* [Passage provided]:
========

TALLAHASSEE — A flurry of candidates qualified for dozens of state races before Friday's noon deadline, creating a few surprises and prompting conspiracy theories among some political observers.
The tea party is at the center of the controversy, as 19 of its candidates submitted election paperwork to run in the Legislature and one Cabinet-level race.
Republicans immediately cried foul, questioning the tea partiers' credentials and motives, suggesting their goal was to draw votes from traditional Republicans.
"The recent flurry of last-minute filings by so-called 'tea party candidates' looks awfully suspicious," GOP Chairman John Thrasher said in a news release.
The last day of qualifying had moments of suspense in the governor's race. A staffer for Lawton "Bud" Chiles III, an independent, filed his papers eight minutes before the deadline. Many Democrats fear Chiles, whose father was a former two-term governor, will draw votes away from the presumptive Democratic nominee Alex Sink.

========

* [Recorded data]:
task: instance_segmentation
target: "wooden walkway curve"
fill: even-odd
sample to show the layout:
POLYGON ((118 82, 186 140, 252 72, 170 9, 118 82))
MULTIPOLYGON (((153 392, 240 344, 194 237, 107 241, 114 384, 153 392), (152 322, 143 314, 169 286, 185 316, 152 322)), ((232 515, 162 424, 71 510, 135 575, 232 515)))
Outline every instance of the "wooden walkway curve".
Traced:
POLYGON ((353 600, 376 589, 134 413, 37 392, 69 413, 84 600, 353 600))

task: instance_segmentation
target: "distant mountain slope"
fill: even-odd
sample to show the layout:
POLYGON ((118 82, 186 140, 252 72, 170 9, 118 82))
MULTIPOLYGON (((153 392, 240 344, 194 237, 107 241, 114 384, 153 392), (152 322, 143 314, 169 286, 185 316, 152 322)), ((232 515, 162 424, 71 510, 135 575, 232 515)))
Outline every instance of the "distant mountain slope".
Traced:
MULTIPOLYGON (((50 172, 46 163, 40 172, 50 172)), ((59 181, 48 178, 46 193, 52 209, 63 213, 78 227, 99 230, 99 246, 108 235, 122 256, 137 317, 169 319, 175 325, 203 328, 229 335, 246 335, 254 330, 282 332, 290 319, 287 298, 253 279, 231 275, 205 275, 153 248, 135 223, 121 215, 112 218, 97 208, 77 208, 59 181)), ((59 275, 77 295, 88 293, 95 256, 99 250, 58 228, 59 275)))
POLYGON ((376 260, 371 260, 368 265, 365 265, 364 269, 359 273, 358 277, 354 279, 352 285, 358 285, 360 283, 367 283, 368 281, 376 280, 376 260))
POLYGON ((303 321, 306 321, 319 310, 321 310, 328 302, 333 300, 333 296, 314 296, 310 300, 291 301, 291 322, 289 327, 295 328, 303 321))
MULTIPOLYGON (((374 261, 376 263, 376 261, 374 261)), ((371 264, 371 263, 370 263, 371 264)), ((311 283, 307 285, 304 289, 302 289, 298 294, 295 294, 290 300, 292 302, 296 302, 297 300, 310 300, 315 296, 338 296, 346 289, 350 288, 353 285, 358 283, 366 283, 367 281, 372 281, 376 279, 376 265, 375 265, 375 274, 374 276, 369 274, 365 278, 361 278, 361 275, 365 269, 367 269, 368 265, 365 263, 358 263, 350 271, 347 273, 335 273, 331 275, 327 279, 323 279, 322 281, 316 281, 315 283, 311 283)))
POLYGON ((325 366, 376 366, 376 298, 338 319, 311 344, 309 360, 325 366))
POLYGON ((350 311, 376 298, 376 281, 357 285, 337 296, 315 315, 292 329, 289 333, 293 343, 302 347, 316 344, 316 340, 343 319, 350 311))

========

* [Written tasks]:
1 > Name every person identified by name in the article on candidate qualifying.
2 > Using the article on candidate qualifying, answer each question:
(a) How many tea party candidates submitted election paperwork?
(b) At what time on Friday was the qualifying deadline?
(c) How many minutes before the deadline were the papers for Lawton "Bud" Chiles III filed?
3 > Write the next few sentences of the article on candidate qualifying, picking up after its final sentence.
The rows have no connection to the article on candidate qualifying.

* [Exercise answers]:
1 >
John Thrasher
Lawton "Bud" Chiles III
Alex Sink

2 >
(a) 19
(b) Noon
(c) Eight

3 >
Sink also received an unexpected primary challenger: former Socialist party presidential candidate Brian Moore of Spring Hill.
Rick Scott, the political rookie who is leading the polls in the Republican primary, also filed the required financial disclosure 15 minutes before noon. Scott submitted most of his other paperwork on Thursday.
"We wanted to be very certain we were accurate and careful," said Susie Wiles, Scott's campaign manager.
The Division of Elections office was packed with candidates and politicos, many of whom wanted to know how much the former health care executive was worth. Scott, a wealthy Naples businessman listed his net worth as $218.6 million. Through Friday, he has poured $16 million of his own wealth into campaign advertising.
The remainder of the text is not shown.